Problem -
Extract each line of the data below that contains the string "Target", treating the match as case-sensitive.

Entries shown -

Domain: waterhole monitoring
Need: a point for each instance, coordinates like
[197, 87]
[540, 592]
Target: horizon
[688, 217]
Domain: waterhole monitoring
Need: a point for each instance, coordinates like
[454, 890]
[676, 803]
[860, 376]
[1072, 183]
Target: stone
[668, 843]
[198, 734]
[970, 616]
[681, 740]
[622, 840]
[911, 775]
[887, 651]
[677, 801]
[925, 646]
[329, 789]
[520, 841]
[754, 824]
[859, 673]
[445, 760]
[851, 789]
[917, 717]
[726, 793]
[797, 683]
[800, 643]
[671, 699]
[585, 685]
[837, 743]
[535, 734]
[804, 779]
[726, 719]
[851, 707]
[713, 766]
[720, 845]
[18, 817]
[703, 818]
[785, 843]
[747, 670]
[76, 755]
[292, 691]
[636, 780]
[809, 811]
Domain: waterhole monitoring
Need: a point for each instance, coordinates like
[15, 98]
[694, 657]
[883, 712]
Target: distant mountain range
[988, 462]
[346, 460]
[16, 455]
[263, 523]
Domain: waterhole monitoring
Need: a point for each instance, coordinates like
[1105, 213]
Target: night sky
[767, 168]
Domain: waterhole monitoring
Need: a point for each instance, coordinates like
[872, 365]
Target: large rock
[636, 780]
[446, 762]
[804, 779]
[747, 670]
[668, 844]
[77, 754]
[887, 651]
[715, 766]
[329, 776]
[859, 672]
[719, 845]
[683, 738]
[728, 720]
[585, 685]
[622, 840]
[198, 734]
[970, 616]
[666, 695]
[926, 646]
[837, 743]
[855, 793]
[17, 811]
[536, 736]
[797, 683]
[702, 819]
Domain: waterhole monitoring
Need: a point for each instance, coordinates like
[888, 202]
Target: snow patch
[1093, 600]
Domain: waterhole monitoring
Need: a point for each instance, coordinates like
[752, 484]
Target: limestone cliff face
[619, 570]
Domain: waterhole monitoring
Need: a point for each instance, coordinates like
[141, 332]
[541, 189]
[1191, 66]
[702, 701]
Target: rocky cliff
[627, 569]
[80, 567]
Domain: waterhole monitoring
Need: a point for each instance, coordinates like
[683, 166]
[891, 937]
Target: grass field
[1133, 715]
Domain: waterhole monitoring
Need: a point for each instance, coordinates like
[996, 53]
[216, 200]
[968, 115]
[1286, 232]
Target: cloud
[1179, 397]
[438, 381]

Task answer -
Target: horizon
Target: stone
Target: distant mountain range
Target: night sky
Target: large rock
Target: snow patch
Target: limestone cliff face
Target: rocky cliff
Target: grass field
Target: cloud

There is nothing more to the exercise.